**** QUOTED TEXT

Does mass really increase with speed

lowemack

If mass really increases with speed then if 2 rockets leave earth, travelling parallel and close together, at close to the speed of light, then from an Earth point of view, as their mass increases, so should their gravity and they should be drawn together. But from the spaceship point of view their gravitational attraction should be minimal.

D H

Relativistic mass is an outdated concept. This is yet another example of where the concept of relativistic mass confuses rather than clarifies.

nitsuj

That's true, from the spaceship's perspective gravity (and the mass of the ships) doesn't change.

From the point of view of Earth how is it determind the mass of the ships has increased?

I think it's only kinetic energy that increases, not the actual mass.

QuArK21343

Relativistic mass is just the historical name for the quantity:

[tex] \frac{m}{\sqrt{1-v^2/c^2}} [/tex]

but it is the so called rest-mass [itex]m[/itex] that really has a physical significance. Rest mass is the magnitude of the four-momentum vector:

[tex]m^2 c^2=\frac{E^2}{c^2}-p^2[/tex]

It is an invariant quantity, meaning it is the same in every inertial frame of reference (this is a different from conservation of four-momentum: conservation of four-momentum refers to the fact that four-momentum, as a vector, is conserved in any interaction, as viewed in a particular reference frame; here, we are saying that mass is an invariant quantity, i.e. it is the same when computed in all possible r.f.). I think there is even a frequently-asked-question post that addresses this topic, so check it out.

I am not sure it is legal to talk about gravitational forces in special relativity, so I believe it is not right to say that since the masses increase (they don't!), their gravitational interaction increases too.

********
**** GIVEN ENTRIES

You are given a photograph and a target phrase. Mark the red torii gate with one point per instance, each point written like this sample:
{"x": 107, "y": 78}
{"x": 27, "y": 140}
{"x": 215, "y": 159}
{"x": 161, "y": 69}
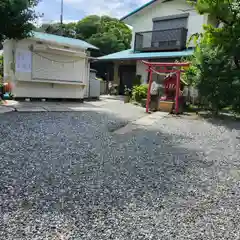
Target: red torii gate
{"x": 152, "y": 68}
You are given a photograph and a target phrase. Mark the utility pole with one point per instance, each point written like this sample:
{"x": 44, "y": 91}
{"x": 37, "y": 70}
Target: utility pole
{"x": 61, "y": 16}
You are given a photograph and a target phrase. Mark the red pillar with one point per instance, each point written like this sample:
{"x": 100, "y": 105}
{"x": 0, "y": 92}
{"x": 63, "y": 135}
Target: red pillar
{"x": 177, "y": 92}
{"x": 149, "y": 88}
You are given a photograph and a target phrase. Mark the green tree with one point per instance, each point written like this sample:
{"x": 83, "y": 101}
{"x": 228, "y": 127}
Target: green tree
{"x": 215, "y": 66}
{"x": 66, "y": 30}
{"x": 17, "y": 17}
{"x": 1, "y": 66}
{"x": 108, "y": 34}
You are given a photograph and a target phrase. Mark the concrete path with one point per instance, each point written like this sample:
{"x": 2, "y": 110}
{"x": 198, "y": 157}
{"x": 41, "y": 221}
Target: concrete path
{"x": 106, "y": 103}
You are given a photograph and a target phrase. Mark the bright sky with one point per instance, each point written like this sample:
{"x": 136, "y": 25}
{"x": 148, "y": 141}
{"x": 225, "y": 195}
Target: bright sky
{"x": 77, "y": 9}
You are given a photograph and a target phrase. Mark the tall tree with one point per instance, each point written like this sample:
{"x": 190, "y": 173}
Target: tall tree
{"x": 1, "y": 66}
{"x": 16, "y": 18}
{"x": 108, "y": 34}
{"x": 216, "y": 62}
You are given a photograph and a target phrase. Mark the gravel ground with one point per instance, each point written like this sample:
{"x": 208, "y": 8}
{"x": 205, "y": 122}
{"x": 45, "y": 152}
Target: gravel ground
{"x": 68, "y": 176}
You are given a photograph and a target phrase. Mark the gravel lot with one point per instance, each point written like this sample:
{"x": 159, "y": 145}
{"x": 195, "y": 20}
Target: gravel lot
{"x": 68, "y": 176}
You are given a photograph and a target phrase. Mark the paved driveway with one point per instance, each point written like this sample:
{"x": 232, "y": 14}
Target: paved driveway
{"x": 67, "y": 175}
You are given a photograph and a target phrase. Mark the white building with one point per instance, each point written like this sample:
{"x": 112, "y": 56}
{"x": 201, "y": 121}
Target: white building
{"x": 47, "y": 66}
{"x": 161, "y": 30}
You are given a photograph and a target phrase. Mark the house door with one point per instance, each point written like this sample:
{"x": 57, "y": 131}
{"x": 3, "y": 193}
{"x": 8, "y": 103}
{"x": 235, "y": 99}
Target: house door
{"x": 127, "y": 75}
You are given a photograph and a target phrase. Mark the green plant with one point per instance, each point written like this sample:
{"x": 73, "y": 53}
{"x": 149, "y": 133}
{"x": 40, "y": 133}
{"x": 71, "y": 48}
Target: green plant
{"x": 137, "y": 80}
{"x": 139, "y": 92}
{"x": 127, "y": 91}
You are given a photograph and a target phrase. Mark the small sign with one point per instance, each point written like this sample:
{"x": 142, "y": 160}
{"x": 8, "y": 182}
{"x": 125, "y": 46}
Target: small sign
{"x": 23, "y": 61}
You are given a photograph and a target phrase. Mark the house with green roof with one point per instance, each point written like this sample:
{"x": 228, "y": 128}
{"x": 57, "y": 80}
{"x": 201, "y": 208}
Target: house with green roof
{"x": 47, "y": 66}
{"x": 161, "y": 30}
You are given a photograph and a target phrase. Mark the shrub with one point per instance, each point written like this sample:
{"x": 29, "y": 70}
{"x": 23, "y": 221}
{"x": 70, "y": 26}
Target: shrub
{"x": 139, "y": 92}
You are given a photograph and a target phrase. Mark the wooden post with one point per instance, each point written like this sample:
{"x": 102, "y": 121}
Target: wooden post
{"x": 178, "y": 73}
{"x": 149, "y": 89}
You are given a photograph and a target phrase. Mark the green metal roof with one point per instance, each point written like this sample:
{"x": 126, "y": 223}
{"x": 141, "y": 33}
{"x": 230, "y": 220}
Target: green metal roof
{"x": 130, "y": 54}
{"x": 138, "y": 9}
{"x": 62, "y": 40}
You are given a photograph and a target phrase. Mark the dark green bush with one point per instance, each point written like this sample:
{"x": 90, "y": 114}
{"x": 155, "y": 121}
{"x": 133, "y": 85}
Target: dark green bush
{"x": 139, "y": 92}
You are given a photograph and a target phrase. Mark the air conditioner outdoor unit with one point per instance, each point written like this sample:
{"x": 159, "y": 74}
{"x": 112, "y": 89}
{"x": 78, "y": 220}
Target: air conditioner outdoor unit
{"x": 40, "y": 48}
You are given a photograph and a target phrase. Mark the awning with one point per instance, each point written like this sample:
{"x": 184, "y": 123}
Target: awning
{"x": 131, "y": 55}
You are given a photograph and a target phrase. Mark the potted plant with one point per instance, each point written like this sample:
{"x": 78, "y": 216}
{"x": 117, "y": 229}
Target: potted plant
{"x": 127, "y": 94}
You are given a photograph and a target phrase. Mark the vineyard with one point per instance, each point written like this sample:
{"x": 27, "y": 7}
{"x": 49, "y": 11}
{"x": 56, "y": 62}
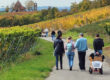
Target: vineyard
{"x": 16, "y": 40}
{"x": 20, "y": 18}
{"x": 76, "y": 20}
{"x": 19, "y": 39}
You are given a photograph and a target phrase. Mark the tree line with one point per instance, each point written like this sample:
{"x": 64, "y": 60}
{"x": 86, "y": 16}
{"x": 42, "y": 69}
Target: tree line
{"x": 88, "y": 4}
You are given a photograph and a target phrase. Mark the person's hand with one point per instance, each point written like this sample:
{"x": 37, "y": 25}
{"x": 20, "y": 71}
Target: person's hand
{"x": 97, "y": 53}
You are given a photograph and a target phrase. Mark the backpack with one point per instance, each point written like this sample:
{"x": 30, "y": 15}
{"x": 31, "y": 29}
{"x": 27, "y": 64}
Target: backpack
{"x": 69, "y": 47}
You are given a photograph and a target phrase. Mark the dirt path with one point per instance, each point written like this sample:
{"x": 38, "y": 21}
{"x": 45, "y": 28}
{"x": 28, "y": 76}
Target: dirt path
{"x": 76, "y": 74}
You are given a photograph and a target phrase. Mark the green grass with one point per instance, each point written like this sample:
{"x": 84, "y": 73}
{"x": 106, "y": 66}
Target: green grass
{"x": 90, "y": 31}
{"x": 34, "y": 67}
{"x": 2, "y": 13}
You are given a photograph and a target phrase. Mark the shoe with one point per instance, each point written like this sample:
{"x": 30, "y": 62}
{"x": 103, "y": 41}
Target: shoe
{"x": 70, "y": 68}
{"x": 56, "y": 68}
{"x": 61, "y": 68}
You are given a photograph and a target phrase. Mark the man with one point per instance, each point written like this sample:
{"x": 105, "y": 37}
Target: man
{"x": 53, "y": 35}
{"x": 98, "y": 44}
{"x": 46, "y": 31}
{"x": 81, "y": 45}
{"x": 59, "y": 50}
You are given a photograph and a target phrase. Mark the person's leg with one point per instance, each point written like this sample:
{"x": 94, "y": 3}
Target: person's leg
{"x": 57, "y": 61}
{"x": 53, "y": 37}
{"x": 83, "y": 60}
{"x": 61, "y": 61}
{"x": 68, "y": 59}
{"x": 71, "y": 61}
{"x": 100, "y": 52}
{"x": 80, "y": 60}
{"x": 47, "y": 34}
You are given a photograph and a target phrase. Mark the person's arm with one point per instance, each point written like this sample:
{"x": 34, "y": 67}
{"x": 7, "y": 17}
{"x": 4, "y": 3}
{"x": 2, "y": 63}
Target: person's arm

********

» INSTRUCTIONS:
A: Answer these questions about the forum thread on whether mass increases with speed, one line each:
(i) What does D H call relativistic mass?
(ii) According to nitsuj, what is the only thing that increases?
(iii) According to QuArK21343, rest mass is the magnitude of which vector?
B: Carry the forum thread on whether mass increases with speed further, starting after its final sentence.

» RESPONSES TO THE TASKS:
A:
(i) An outdated concept.
(ii) Kinetic energy.
(iii) The four-momentum vector.

B:
PeterDonis

It is not right even in the context of GR, which does deal with gravity. The "amount of gravity produced by an object" is frame-invariant; it doesn't matter what your state of motion is relative to the object.

DrStupid

In GR the stress–energy tensor is the source of gravitation and it is not frame-invariant.

dtyarbrough

ELROCH:
Thanks for clearing that up. So its okay for electrons to orbit near the speed of light around a nucleus moving at the speed of light. Einstein would not approve.

torquil

What would Einstein not approve of? He was of course aware of the relativistic law of addition of velocities, so he would know that this does not lead to any violation of the speed of light limit. Or are you referring to something else?

atyy

So could one instead say that this is a case where the relativistic mass (which is just another name for energy) clarifies, indicating that non-tidal gravity can be transformed away, consistent with the Principle of Equivalence?

The main problem seems not the coordinate variance of the description, rather the question seems to assume some sort of superposition, which may not hold in GR because it is a nonlinear theory.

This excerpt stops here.